* **Fragmento del texto**:

====================

SOCIEDAD › EL CASO GARCIA BELSUNCE DEJO AL DESCUBIERTO EL ESCANDALOSO NEGOCIO DE LOS CERTIFICADOS DE DEFUNCION
El regreso de los muertos vivos
Un solo médico llegó a firmar 14 mil actas por año. En el negocio hay médicos, cocherías y empleados corruptos. Y amenazas de muerte a los que investigan. Para qué se usan los certificados truchos.
Por Horacio Cecchi
No sólo se callan y se contienen secretos y escándalos alrededor del crimen de María Marta García Belsunce. En realidad, cuando partió la primera bala que terminó con la vida de la ex vicepresidenta de Missing Children, se puso en evidencia otro secreto, apenas sospechado públicamente y guardado bajo tierra por quienes coparticipan de sus beneficios: los finados, la muerte y sus negociados. Página/12 cavó y hurgó más allá de la Laguna Egidia, entre los infiernos del Dante, siguiendo la pista de la estilográfica del defuntólogo Juan Carlos March y descubrió que, al menos, cuatro March son seguidos con lupa en Capital; que hasta el ‘99 firmaban a razón de entre 30 y 40 certificados diarios; que hasta ese año, March solito firmaba el 30 por ciento de los 130 fallecimientos diarios en Capital; que los certificados son firmados en blanco y llenados en las cocherías y que por ellos se pagan alrededor de diez pesos. Y mucho más: causas de muerte adulteradas, falsificación de domicilios, documentos perdidos y créditos tomados por finaditos. Cuando en el ‘99 fue intervenida la Central de Defunciones, el clima fue áspero: a los nuevos directivos, seres misteriosos acostumbraban patearles la puerta de sus despachos, pero al abrirlas nadie aparecía como responsable. Eran los muertos vivos.

====================

* **Datos registrados**:
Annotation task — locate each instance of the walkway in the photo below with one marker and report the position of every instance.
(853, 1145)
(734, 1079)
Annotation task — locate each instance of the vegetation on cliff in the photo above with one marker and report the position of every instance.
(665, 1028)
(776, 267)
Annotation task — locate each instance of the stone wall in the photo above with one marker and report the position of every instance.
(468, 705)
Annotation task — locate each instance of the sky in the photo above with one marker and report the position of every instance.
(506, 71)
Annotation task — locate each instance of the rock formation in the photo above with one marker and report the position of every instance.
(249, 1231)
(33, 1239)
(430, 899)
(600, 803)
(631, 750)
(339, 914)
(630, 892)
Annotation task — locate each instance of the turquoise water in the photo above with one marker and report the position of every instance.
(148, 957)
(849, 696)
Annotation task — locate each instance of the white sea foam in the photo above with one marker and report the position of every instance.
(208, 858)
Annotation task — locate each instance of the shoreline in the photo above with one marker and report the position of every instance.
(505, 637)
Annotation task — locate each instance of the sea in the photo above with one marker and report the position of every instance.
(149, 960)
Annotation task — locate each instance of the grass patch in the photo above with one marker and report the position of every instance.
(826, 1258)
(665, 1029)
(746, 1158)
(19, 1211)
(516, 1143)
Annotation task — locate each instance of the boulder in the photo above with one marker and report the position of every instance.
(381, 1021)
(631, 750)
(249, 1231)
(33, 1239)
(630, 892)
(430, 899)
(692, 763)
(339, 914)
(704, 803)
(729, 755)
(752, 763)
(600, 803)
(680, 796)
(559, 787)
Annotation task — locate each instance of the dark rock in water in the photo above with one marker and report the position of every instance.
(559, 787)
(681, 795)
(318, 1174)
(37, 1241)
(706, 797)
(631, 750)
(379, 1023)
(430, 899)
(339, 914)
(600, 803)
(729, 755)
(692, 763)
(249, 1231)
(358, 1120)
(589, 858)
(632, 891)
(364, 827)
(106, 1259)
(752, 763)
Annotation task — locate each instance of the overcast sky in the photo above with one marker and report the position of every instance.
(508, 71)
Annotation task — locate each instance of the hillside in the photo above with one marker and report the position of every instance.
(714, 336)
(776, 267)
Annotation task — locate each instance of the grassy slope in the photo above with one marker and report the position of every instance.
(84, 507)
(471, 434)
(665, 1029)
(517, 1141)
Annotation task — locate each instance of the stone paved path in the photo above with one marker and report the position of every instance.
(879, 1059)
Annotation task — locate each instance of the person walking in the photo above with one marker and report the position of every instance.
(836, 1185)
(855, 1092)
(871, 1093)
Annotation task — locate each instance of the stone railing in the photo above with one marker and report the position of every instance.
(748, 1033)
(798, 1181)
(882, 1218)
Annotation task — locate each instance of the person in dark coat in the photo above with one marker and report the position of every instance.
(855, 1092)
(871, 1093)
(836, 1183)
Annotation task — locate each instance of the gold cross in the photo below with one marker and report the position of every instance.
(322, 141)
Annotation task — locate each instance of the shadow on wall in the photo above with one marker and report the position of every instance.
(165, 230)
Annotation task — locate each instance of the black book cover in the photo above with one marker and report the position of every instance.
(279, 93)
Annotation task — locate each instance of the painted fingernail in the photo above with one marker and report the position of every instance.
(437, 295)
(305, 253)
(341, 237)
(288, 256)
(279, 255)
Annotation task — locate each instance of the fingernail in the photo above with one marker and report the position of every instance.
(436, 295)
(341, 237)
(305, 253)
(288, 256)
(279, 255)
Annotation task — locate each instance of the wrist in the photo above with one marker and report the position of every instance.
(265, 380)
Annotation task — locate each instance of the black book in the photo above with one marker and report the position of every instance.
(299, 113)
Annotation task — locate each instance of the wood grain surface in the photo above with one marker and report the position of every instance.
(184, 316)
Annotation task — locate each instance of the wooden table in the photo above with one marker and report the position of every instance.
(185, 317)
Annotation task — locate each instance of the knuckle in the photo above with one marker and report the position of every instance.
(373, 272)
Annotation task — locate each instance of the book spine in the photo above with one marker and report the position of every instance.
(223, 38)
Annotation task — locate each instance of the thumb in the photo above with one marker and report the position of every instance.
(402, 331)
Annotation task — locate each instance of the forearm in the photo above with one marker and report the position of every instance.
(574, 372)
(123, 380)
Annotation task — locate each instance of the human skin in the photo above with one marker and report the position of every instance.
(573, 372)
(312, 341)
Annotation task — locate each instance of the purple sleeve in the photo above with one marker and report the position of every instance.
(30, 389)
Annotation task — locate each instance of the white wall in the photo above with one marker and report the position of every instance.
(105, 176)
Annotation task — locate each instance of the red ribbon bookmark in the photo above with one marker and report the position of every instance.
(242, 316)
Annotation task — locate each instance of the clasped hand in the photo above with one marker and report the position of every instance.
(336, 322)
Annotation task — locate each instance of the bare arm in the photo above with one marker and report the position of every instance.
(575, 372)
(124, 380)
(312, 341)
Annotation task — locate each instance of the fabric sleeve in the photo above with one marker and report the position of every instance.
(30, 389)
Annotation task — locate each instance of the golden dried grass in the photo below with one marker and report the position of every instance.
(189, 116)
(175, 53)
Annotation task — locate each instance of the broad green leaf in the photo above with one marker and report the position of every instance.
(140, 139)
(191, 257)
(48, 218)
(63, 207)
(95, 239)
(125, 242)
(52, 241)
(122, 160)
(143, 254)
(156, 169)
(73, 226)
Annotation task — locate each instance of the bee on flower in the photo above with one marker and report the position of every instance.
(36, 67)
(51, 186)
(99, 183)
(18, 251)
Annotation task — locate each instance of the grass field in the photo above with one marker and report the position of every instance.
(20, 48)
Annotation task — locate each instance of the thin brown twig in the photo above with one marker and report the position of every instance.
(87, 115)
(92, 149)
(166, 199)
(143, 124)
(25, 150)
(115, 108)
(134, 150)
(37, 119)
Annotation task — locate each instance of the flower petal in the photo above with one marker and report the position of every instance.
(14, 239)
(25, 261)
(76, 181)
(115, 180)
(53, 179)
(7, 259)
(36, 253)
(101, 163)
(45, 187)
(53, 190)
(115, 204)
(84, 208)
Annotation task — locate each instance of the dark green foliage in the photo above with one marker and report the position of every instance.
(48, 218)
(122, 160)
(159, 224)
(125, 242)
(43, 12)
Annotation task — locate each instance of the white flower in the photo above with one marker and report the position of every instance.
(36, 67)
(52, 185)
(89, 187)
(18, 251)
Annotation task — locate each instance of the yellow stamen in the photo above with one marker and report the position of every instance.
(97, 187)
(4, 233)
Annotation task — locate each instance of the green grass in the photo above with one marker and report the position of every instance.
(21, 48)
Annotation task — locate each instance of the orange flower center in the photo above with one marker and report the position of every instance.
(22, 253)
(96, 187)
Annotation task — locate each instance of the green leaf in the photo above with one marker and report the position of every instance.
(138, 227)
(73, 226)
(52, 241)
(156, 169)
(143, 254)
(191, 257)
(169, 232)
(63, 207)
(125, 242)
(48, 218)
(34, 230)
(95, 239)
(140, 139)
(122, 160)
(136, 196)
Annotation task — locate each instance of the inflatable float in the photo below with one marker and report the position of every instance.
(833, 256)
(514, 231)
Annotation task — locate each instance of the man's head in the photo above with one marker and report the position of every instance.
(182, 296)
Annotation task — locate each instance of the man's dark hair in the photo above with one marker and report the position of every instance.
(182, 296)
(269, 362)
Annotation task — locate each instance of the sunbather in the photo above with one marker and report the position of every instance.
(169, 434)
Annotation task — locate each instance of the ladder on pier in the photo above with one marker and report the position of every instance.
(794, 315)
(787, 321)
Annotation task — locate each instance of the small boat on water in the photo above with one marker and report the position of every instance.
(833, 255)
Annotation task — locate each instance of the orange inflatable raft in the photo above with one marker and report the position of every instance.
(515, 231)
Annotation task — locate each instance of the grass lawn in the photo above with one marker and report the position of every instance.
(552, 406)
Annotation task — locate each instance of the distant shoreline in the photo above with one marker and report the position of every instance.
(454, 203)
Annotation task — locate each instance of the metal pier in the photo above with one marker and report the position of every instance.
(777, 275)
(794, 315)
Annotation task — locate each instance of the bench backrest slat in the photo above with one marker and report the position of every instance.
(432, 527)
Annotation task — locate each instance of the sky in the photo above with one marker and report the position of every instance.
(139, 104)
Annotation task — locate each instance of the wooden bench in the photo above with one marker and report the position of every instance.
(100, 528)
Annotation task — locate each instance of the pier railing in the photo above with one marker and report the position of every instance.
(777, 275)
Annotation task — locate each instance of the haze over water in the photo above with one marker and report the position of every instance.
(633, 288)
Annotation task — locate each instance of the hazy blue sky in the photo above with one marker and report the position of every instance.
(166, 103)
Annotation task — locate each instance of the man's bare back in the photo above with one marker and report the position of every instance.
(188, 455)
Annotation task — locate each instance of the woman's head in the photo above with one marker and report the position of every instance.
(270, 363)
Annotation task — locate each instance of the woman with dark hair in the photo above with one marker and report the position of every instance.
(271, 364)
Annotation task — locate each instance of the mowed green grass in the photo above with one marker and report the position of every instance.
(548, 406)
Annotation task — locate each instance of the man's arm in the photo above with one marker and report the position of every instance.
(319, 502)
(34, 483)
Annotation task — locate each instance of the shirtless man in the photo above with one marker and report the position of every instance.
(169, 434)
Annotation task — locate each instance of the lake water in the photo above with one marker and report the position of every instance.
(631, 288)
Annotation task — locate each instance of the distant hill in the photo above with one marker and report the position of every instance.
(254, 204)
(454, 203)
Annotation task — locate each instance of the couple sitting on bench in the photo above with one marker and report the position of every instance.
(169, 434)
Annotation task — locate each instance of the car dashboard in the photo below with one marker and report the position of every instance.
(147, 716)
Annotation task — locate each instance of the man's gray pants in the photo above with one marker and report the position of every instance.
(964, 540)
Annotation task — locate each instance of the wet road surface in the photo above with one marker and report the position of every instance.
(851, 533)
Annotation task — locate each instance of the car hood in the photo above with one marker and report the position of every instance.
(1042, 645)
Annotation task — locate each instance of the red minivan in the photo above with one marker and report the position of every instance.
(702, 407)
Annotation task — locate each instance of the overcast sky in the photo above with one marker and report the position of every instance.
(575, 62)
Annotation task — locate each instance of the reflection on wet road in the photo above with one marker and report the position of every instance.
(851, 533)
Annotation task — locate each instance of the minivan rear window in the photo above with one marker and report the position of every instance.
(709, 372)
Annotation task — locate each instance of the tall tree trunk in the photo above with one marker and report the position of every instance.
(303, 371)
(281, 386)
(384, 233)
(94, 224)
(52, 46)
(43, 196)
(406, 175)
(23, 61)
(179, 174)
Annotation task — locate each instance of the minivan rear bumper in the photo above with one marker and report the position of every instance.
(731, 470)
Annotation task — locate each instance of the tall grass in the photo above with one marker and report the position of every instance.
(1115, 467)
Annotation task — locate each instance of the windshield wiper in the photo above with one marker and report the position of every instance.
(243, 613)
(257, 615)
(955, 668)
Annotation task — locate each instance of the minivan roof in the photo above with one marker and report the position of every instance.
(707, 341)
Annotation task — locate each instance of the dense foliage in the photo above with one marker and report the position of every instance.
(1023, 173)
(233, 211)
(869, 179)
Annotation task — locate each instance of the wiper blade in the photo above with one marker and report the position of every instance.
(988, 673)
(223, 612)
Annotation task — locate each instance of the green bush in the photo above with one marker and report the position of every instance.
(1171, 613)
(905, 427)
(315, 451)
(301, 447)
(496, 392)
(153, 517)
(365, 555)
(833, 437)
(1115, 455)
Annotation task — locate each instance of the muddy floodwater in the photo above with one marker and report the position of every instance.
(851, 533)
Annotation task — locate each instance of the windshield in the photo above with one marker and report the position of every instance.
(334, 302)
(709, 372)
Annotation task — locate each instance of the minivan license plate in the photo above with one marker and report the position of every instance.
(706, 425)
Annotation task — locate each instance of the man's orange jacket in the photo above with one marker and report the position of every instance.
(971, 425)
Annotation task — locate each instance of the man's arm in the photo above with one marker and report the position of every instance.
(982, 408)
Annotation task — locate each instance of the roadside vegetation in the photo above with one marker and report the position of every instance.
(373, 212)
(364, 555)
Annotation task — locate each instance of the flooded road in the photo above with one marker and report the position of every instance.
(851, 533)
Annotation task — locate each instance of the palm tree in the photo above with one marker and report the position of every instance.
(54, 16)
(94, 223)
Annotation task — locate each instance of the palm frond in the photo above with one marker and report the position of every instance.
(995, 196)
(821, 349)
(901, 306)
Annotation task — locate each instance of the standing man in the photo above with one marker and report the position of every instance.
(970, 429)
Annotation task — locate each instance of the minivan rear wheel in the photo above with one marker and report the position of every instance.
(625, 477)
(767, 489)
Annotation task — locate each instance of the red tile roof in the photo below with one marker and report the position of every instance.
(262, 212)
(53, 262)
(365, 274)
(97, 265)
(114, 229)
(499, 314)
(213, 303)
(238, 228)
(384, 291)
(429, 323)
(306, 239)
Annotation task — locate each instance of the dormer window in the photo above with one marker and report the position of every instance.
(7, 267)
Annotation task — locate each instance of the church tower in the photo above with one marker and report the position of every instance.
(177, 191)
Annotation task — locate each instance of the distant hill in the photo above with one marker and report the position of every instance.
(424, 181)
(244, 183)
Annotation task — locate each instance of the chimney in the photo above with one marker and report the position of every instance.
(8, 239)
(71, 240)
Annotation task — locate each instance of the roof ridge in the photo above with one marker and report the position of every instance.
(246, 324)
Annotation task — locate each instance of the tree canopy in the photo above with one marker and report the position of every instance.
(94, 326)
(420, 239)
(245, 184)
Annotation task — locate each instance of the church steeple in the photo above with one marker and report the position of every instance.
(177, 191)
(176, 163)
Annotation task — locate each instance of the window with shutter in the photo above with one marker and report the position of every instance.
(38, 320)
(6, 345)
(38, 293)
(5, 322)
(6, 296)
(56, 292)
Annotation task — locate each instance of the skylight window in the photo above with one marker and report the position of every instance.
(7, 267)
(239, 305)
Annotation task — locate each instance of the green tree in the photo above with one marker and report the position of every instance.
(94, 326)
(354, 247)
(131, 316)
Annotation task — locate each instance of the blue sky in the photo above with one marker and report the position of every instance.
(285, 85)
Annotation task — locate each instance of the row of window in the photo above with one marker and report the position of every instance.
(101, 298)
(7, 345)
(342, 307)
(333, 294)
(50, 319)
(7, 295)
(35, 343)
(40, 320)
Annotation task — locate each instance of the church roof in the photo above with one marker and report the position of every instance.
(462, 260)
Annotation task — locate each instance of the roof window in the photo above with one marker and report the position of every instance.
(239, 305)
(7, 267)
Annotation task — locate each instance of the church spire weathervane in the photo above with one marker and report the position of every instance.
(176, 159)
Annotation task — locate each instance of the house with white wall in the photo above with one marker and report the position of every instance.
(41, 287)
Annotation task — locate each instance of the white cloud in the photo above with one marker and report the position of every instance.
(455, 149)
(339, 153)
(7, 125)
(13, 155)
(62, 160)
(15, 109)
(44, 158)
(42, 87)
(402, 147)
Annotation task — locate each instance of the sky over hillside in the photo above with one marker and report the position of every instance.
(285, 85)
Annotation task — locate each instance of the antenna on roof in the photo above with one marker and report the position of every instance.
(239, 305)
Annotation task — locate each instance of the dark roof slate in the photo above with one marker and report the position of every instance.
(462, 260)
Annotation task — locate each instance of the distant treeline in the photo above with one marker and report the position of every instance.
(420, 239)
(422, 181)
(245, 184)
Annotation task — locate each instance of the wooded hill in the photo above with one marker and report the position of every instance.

====================

* **Tareas a realizar**:
- A) Actualiza el texto sobre los certificados de defunción. Reprodúcelo desde "SOCIEDAD › EL" hasta "los certificados truchos.", ambos incluidos, sustituyendo "cocherías" por "funerarias".
- B) Responde con datos del texto sobre los certificados de defunción:
(i) ¿Cuántas actas por año llegó a firmar un solo médico?
(ii) ¿Cuánto se paga aproximadamente por los certificados?
(iii) ¿Qué porcentaje de los fallecimientos diarios en Capital firmaba March hasta el ‘99?
- C) ¿Coinciden estas afirmaciones con el texto sobre los certificados de defunción? Contesta sí o no y cita las palabras que lo deciden.
(i) Los certificados se firmaban en blanco y se completaban en las cocherías.
(ii) La Central de Defunciones fue intervenida en 2005.
(iii) María Marta García Belsunce había sido presidenta de Missing Children.

* **Lista de respuestas**:
- A)
SOCIEDAD › EL CASO GARCIA BELSUNCE DEJO AL DESCUBIERTO EL ESCANDALOSO NEGOCIO DE LOS CERTIFICADOS DE DEFUNCION
El regreso de los muertos vivos
Un solo médico llegó a firmar 14 mil actas por año. En el negocio hay médicos, funerarias y empleados corruptos. Y amenazas de muerte a los que investigan. Para qué se usan los certificados truchos.

- B)
(i) 14 mil actas por año.
(ii) Alrededor de diez pesos.
(iii) El 30 por ciento.

- C)
(i) Sí: "los certificados son firmados en blanco y llenados en las cocherías".
(ii) No: "Cuando en el ‘99 fue intervenida la Central de Defunciones".
(iii) No: "la ex vicepresidenta de Missing Children".